** START Dataset entries **

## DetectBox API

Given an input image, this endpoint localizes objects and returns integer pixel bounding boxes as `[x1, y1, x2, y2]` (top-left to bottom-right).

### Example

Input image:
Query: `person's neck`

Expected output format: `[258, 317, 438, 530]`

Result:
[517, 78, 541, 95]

** END Dataset entries **

* **Work instructions**: Render each line of the data above as an item in a numbered list, leaving out blank lines.

* **Response to this task**:
1. ## DetectBox API
2. Given an input image, this endpoint localizes objects and returns integer pixel bounding boxes as `[x1, y1, x2, y2]` (top-left to bottom-right).
3. ### Example
4. Input image:
5. Query: `person's neck`
6. Expected output format: `[258, 317, 438, 530]`
7. Result:
8. [517, 78, 541, 95]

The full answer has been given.